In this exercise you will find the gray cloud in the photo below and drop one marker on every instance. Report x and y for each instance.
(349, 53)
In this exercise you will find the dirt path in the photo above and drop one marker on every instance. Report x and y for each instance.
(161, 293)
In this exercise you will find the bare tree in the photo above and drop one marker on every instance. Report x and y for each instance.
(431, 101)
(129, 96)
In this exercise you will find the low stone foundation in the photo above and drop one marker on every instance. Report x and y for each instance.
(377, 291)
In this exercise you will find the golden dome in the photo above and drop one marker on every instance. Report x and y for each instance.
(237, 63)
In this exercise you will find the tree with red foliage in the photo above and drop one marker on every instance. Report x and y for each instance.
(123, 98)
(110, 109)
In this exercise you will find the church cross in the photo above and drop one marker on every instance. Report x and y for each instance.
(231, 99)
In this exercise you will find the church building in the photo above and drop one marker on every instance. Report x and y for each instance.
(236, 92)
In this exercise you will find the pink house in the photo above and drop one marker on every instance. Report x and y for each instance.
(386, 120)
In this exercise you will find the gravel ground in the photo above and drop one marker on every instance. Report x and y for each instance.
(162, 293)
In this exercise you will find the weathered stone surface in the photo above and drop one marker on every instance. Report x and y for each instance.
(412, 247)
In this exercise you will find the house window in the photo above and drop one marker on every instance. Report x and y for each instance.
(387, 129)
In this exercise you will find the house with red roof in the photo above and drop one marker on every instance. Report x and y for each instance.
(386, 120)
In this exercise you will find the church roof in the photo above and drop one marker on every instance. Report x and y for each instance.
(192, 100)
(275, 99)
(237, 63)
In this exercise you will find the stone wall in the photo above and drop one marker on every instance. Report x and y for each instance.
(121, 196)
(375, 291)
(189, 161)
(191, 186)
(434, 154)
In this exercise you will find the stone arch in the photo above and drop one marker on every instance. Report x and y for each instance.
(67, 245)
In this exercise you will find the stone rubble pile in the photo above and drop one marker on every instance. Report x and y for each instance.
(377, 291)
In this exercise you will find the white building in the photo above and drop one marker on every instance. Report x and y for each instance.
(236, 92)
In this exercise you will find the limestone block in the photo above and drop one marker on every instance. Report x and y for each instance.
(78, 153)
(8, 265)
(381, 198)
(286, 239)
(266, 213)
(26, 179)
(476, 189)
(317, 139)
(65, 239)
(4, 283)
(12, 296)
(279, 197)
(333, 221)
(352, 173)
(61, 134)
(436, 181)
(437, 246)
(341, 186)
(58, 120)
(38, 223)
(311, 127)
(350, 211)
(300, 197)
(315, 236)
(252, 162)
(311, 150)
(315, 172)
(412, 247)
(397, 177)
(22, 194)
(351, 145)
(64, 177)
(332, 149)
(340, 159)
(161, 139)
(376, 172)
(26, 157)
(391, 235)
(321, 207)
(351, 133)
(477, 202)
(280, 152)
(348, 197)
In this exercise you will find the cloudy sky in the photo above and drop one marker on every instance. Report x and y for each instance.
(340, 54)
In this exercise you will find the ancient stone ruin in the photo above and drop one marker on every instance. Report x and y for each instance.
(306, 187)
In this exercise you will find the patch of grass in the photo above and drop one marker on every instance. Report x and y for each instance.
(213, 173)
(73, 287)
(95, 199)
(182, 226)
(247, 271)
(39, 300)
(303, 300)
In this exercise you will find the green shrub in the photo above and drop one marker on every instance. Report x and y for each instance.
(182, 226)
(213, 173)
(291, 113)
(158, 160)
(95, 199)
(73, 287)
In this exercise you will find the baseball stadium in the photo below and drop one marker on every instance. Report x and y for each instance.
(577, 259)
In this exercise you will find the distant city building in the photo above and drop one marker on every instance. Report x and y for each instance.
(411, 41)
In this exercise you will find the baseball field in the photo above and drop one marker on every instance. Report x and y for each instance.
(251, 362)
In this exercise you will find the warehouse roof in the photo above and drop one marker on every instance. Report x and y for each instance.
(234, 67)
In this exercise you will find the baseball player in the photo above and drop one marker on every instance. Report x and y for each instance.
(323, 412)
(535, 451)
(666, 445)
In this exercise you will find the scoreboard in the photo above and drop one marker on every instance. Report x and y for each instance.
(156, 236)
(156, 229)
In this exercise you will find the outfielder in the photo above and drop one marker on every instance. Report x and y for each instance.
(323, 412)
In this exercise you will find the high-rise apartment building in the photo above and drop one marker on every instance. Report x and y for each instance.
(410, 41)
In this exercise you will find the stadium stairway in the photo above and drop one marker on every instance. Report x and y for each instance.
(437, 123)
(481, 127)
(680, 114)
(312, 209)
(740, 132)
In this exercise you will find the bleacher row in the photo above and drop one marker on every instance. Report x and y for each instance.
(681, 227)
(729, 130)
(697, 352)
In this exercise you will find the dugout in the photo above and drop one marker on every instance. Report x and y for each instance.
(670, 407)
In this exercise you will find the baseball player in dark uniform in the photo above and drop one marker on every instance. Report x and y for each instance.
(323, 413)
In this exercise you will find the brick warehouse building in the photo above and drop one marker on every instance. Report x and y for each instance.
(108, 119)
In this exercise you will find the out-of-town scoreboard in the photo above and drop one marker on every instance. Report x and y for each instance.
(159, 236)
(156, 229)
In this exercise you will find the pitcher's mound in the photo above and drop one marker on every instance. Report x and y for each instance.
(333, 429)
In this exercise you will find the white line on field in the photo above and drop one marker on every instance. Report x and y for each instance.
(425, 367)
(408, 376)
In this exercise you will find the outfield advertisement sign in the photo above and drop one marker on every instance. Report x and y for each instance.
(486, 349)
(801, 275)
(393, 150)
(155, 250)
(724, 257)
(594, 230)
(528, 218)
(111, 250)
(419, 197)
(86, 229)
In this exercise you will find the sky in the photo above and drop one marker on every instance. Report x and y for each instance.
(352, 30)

————————

Your answer should consist of the material above, written out word for word.

[ANSWER FOR THE TASK]
In this exercise you will find the gray cloud in the photo below and drop one marker on every instance. Report x and y for each instance.
(349, 53)
In this exercise you will find the dirt path in the photo above and drop one marker on every instance. Report x and y for each instance.
(161, 293)
In this exercise you will find the bare tree in the photo above and drop one marker on every instance. Report x and y for each instance.
(431, 101)
(129, 96)
In this exercise you will find the low stone foundation in the photo above and drop one marker on every instance. Report x and y for each instance.
(377, 291)
In this exercise you will find the golden dome in the photo above and drop one marker on every instance. Report x and y for each instance.
(237, 63)
In this exercise you will find the tree with red foliage in the photo above and drop one marker on every instance. Report x and y for each instance.
(123, 98)
(110, 109)
In this exercise you will find the church cross in the photo above and drop one marker on every instance. Report x and y for each instance.
(231, 99)
In this exercise you will find the church building in the photo above and drop one marker on every instance. Report x and y for each instance.
(236, 92)
In this exercise you will find the pink house in the photo above and drop one marker on every instance. Report x and y for each instance.
(386, 120)
In this exercise you will find the gravel ground in the photo above and drop one marker on every instance. Report x and y for each instance.
(162, 293)
In this exercise you will find the weathered stone surface in the photo above and drop one marker on every instance. Report x and y for each instance.
(412, 247)
In this exercise you will find the house window in the photo above and drop one marker on every instance. Report x and y for each instance.
(387, 129)
In this exercise you will find the house with red roof in the photo above and drop one marker on every instance. Report x and y for each instance.
(386, 120)
In this exercise you will find the church roof in the photo above and drop one marker on every instance. Report x and y for each instance.
(192, 100)
(275, 99)
(237, 63)
In this exercise you will find the stone wall in the photo above and drop one marker on every instance. Report x and y for each instance.
(121, 196)
(375, 291)
(189, 161)
(191, 186)
(434, 154)
In this exercise you will find the stone arch in the photo above and drop one marker on every instance. Report x and y for each instance.
(67, 245)
In this exercise you will find the stone rubble pile in the photo above and drop one marker on every instance. Report x and y for each instance.
(377, 291)
In this exercise you will find the white building in the photo above and drop one marker on every instance. Report x and y for each instance.
(236, 92)
In this exercise you will find the limestone block in the photo above and drop one marker on every instance. Report x and y for each instance.
(78, 153)
(8, 265)
(381, 198)
(286, 239)
(266, 213)
(26, 179)
(476, 189)
(317, 139)
(65, 239)
(4, 283)
(12, 296)
(279, 197)
(333, 221)
(352, 173)
(61, 134)
(436, 181)
(437, 246)
(341, 186)
(58, 120)
(38, 223)
(311, 127)
(350, 211)
(300, 197)
(315, 236)
(252, 162)
(311, 150)
(315, 172)
(412, 247)
(397, 177)
(22, 194)
(351, 145)
(64, 177)
(332, 149)
(340, 159)
(161, 139)
(376, 172)
(26, 157)
(391, 235)
(321, 207)
(351, 133)
(477, 202)
(280, 152)
(348, 197)
In this exercise you will find the cloudy sky in the photo above and drop one marker on every instance. Report x and y for each instance.
(340, 54)
In this exercise you will find the ancient stone ruin in the photo above and drop one marker on every instance. Report x and y for each instance.
(306, 187)
In this exercise you will find the patch of grass in the photo above and drop one marker on every instance. Report x and y for each instance.
(213, 173)
(73, 287)
(95, 199)
(182, 226)
(247, 271)
(39, 300)
(303, 300)
In this exercise you will find the green shrub in the photo above and drop one marker on every instance. Report x and y for each instance.
(182, 226)
(213, 173)
(291, 113)
(158, 160)
(95, 199)
(73, 287)
In this exercise you will find the baseball stadium in the photo below and drop one marker on every instance. Report x and y for each instance.
(577, 259)
In this exercise you will find the distant city building in the photo above and drop one marker on every instance. Report x and y for each instance.
(411, 41)
In this exercise you will find the baseball field in the photo above and drop one marker on every instance. Report x and y for each instance.
(251, 362)
In this exercise you will find the warehouse roof in the photo above and drop one marker on every instance. Report x and y for each instance.
(234, 67)
In this exercise you will find the baseball player in the photo above and drop one marker on every instance. Report x and y for each instance.
(323, 412)
(535, 451)
(666, 445)
In this exercise you will find the scoreboard in the photo above and drop one marker on every instance. Report x and y for each instance.
(156, 236)
(156, 229)
In this exercise you will find the outfielder in the photo above and drop one marker on every instance. Report x and y for each instance.
(323, 412)
In this exercise you will find the high-rise apartment building in the photo above and drop one marker on every instance. Report x and y for each instance.
(410, 41)
In this exercise you will find the stadium stairway in the photo above and drop one marker on every instance. Report x and y for each instance.
(437, 123)
(481, 127)
(680, 114)
(312, 209)
(740, 132)
In this exercise you will find the bleacher row in the photo above and drop one marker on every instance. Report x and y for each instance.
(681, 227)
(729, 130)
(697, 352)
In this exercise you will find the dugout in the photo above and drop one marker on every instance. Report x and y for each instance.
(670, 407)
In this exercise you will find the baseball player in dark uniform in the photo above and drop one marker on every instance. Report x and y for each instance.
(323, 413)
In this exercise you will find the brick warehouse building in the photo above and drop one marker on every instance. Report x and y for each instance.
(108, 119)
In this exercise you will find the out-of-town scoreboard in the photo above and drop one marker on every instance. Report x and y for each instance.
(159, 236)
(156, 229)
In this exercise you will find the pitcher's mound in the photo above and drop one marker on every instance. Report x and y for each instance.
(333, 429)
In this exercise you will find the white line on field in the photo above and drop one marker on every instance. Report x and y for each instance.
(425, 367)
(408, 376)
In this exercise you will find the outfield advertisement sign in the photo above and drop one marker on every instance. Report x and y for each instance.
(486, 349)
(801, 275)
(393, 150)
(155, 250)
(724, 257)
(594, 230)
(528, 218)
(111, 250)
(419, 197)
(86, 229)
In this exercise you will find the sky in the photo above and drop one marker on every instance. Report x and y for each instance.
(352, 30)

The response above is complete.